## Material shown:
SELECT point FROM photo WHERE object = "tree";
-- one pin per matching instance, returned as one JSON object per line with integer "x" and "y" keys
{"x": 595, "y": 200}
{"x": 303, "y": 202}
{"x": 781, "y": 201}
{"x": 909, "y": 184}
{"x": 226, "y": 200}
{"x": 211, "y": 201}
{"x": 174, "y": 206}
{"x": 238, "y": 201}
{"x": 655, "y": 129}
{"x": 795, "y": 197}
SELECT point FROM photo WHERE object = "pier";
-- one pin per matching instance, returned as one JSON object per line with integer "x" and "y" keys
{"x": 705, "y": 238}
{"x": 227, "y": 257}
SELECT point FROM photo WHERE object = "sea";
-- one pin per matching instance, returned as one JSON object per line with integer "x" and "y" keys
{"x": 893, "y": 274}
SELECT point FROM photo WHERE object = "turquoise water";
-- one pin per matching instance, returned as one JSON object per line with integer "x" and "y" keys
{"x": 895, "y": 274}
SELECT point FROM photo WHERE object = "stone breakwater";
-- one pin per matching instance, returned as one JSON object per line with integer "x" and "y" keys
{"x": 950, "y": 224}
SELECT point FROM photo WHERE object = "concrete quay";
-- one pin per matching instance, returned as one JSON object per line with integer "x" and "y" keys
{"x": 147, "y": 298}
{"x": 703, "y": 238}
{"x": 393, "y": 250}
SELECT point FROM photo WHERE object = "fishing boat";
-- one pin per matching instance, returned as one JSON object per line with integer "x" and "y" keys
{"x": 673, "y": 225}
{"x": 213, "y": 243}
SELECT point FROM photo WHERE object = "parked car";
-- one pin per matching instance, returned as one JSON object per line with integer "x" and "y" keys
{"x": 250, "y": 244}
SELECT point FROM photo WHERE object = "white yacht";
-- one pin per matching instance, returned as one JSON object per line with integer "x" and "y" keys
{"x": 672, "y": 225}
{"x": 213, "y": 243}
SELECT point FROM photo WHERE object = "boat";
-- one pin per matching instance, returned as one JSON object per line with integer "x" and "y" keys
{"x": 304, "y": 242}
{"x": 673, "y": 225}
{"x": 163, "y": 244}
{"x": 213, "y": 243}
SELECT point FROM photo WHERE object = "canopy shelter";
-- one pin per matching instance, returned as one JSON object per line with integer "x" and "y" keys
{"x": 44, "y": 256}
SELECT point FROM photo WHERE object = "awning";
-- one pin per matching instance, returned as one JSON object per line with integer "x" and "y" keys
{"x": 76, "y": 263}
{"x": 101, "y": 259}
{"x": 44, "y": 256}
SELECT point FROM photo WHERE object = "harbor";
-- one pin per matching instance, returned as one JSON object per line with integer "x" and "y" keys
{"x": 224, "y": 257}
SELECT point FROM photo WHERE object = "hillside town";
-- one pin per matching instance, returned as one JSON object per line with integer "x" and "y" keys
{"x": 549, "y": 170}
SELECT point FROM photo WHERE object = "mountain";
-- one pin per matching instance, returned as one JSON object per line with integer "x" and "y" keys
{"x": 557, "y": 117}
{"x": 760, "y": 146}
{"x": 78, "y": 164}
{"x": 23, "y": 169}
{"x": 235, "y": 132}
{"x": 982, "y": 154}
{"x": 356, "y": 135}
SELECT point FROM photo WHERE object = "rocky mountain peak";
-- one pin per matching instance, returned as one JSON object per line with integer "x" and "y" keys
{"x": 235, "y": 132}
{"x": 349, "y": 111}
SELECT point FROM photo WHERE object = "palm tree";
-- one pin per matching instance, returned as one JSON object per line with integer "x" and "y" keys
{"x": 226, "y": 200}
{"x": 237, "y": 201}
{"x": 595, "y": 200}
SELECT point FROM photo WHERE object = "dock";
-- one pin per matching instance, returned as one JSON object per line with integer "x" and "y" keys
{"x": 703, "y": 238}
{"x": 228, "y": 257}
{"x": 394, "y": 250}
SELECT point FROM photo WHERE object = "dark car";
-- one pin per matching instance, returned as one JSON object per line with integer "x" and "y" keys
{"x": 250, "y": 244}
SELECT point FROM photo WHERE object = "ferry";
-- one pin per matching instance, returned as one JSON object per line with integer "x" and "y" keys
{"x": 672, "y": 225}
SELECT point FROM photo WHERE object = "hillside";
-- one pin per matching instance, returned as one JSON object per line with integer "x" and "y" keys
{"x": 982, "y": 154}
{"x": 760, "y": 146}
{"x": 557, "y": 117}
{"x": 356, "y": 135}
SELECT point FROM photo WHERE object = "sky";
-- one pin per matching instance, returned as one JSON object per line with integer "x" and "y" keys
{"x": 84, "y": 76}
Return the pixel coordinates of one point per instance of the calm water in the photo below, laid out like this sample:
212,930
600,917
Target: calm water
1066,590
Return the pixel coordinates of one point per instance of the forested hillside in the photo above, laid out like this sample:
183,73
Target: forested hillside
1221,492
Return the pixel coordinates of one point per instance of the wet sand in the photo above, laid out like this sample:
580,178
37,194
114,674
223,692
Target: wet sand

## Task objective:
Retype the records in full. Keep every line identical to the original.

## The reply:
SELECT point FROM photo WHERE object = "tree";
-- one pin per matching instance, returned as one JSON object per line with integer "x" and "y" keys
{"x": 595, "y": 200}
{"x": 303, "y": 202}
{"x": 781, "y": 201}
{"x": 909, "y": 184}
{"x": 226, "y": 200}
{"x": 211, "y": 201}
{"x": 174, "y": 206}
{"x": 238, "y": 201}
{"x": 655, "y": 129}
{"x": 795, "y": 197}
SELECT point FROM photo WHERE object = "pier";
-- one pin per matching instance, returned as one JSON object per line with integer "x" and "y" keys
{"x": 705, "y": 238}
{"x": 227, "y": 257}
SELECT point FROM photo WHERE object = "sea";
-- one pin per matching instance, returned as one JSON object per line with integer "x" and "y" keys
{"x": 893, "y": 274}
SELECT point FROM photo WHERE object = "turquoise water";
-- one pin per matching instance, returned as one JSON object per line with integer "x" and "y" keys
{"x": 895, "y": 274}
SELECT point FROM photo WHERE object = "stone breakwater";
-- one pin per matching instance, returned as one JSON object per line with integer "x" and "y" keys
{"x": 950, "y": 224}
SELECT point FROM photo WHERE object = "concrete quay";
-- one pin per matching instance, returned as one JSON object per line with integer "x" and "y" keys
{"x": 147, "y": 298}
{"x": 703, "y": 238}
{"x": 393, "y": 250}
SELECT point FROM photo WHERE object = "fishing boat";
-- one pin per matching instance, returned as one JSON object per line with integer "x" and "y" keys
{"x": 673, "y": 225}
{"x": 213, "y": 243}
SELECT point FROM photo WHERE object = "parked car";
-- one pin per matching instance, returned as one JSON object per line with integer "x" and "y" keys
{"x": 250, "y": 244}
SELECT point FROM photo WHERE object = "white yacht";
-- one pin per matching instance, returned as one JSON object per line with integer "x" and "y" keys
{"x": 672, "y": 225}
{"x": 213, "y": 243}
SELECT point FROM photo WHERE object = "boat";
-- one pin per matching instance, returned as one JSON object per line with integer "x" and "y" keys
{"x": 304, "y": 242}
{"x": 673, "y": 225}
{"x": 163, "y": 244}
{"x": 213, "y": 243}
SELECT point FROM photo WHERE object = "canopy shelter";
-- one pin per matching instance, returned as one JSON object per line with integer "x" and "y" keys
{"x": 44, "y": 256}
SELECT point FROM photo WHERE object = "awning";
-- one pin per matching instance, returned as one JSON object per line with integer "x" and "y" keys
{"x": 76, "y": 263}
{"x": 101, "y": 259}
{"x": 44, "y": 256}
SELECT point FROM photo WHERE object = "harbor";
-- one pin per matching instance, returned as one JSON object per line with integer "x" and "y" keys
{"x": 224, "y": 257}
SELECT point FROM photo WHERE object = "hillside town";
-- one pin per matching instance, returned as one JSON object per line with integer "x" and "y" keys
{"x": 549, "y": 170}
SELECT point FROM photo WHERE object = "mountain";
-- one pin per matching instance, returned as one JSON object per line with integer "x" and "y" keys
{"x": 557, "y": 117}
{"x": 760, "y": 146}
{"x": 78, "y": 164}
{"x": 23, "y": 169}
{"x": 235, "y": 132}
{"x": 982, "y": 154}
{"x": 356, "y": 135}
SELECT point FROM photo WHERE object = "rocky mountain peak";
-- one pin per matching instance, returned as one JSON object per line with integer "x" and "y" keys
{"x": 235, "y": 132}
{"x": 349, "y": 111}
SELECT point FROM photo WHERE object = "palm tree";
-- one pin per matching instance, returned as one JSON object per line with integer "x" and "y" keys
{"x": 226, "y": 200}
{"x": 237, "y": 201}
{"x": 595, "y": 200}
SELECT point FROM photo WHERE object = "dock";
-- one pin per matching instance, returned as one JSON object per line with integer "x" and "y" keys
{"x": 703, "y": 238}
{"x": 228, "y": 257}
{"x": 394, "y": 250}
SELECT point FROM photo WHERE object = "dark car";
-- one pin per matching instance, returned as one JSON object per line with integer "x" and "y" keys
{"x": 250, "y": 244}
SELECT point FROM photo WHERE object = "ferry";
-- one pin per matching instance, returned as one JSON object per line with integer "x" and "y" keys
{"x": 672, "y": 225}
SELECT point FROM photo WHERE object = "hillside";
-- one pin per matching instance, returned as one JSON object per line with integer "x" and "y" keys
{"x": 982, "y": 154}
{"x": 760, "y": 146}
{"x": 557, "y": 117}
{"x": 356, "y": 135}
SELECT point FROM photo WHERE object = "sky";
-- one pin per matching instance, returned as one JSON object per line with integer "x" and "y" keys
{"x": 84, "y": 76}
Return the pixel coordinates of one point per instance of the calm water in the photo below, laid out like this sample:
212,930
600,917
Target: calm water
1066,590
Return the pixel coordinates of one point per instance of the forested hillside in the photo above, laid out like this sample:
183,73
Target: forested hillside
1221,492
Return the pixel coordinates of one point per instance of the wet sand in the photo above, laid out like this sample:
580,178
37,194
114,674
223,692
Target: wet sand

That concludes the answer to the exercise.